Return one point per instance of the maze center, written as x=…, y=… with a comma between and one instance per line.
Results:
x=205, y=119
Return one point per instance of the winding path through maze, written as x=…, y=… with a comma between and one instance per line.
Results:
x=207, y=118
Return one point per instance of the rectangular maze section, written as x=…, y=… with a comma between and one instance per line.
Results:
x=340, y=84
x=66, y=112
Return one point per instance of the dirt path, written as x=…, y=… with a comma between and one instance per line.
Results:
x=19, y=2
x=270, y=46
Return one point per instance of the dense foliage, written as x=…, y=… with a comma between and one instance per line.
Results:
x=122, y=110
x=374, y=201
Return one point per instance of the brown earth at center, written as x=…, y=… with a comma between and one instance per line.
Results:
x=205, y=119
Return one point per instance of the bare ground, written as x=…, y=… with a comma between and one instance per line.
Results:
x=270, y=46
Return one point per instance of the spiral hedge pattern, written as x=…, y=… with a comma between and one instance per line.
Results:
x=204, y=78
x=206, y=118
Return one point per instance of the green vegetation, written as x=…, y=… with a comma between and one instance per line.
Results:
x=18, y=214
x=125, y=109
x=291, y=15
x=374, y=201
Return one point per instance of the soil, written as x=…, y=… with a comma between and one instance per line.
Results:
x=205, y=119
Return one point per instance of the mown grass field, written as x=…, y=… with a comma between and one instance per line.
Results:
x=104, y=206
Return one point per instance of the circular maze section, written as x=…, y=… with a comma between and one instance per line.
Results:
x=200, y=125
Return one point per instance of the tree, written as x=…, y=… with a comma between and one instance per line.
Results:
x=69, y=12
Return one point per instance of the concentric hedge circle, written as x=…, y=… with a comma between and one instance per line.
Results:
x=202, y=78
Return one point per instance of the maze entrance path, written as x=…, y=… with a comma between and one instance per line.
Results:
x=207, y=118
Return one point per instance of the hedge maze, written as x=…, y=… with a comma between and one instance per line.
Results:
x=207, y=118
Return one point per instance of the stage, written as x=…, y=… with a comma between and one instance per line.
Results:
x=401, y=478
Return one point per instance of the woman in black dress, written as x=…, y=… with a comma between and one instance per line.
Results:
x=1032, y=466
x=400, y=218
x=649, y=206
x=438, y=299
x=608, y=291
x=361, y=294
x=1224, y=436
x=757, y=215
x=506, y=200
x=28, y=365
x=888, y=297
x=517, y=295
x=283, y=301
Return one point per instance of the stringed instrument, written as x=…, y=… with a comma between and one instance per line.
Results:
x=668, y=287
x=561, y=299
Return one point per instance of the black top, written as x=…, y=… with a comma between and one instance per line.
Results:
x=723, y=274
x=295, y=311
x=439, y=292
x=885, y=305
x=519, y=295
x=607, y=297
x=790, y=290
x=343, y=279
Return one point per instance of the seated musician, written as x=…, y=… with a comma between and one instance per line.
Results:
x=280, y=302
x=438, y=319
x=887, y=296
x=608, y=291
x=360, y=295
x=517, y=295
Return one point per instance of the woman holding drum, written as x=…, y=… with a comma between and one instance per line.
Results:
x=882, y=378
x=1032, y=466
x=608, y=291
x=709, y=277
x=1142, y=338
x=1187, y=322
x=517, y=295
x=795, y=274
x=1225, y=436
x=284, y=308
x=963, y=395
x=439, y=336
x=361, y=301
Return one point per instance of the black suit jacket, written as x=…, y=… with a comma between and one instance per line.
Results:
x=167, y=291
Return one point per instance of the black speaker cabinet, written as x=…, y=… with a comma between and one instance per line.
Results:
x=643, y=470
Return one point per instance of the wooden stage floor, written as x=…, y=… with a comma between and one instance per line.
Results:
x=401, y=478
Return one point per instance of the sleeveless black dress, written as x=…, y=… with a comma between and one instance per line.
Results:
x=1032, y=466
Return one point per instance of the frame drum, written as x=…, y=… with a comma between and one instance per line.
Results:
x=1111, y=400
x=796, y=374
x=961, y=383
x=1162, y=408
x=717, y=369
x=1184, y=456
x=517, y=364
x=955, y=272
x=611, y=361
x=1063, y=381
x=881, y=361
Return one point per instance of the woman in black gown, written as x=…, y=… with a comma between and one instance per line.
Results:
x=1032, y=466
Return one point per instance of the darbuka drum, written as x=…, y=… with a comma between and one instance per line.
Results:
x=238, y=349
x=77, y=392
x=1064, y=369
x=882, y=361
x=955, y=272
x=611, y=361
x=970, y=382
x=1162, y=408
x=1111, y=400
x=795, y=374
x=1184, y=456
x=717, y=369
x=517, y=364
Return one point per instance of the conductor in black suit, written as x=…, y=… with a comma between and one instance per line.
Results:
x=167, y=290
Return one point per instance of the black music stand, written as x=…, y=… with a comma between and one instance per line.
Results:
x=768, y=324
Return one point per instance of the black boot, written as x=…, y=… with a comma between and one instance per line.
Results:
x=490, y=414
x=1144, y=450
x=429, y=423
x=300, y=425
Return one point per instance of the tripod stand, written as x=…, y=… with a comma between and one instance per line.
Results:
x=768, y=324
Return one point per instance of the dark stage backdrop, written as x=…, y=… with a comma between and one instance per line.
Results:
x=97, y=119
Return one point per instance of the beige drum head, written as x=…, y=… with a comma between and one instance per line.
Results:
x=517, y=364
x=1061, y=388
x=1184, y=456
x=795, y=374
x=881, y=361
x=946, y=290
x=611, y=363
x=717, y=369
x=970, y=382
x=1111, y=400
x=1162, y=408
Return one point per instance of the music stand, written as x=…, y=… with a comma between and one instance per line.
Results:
== == ==
**Required work**
State how many lines in the material contain "center", giving nothing besides the count.

**Answer box**
2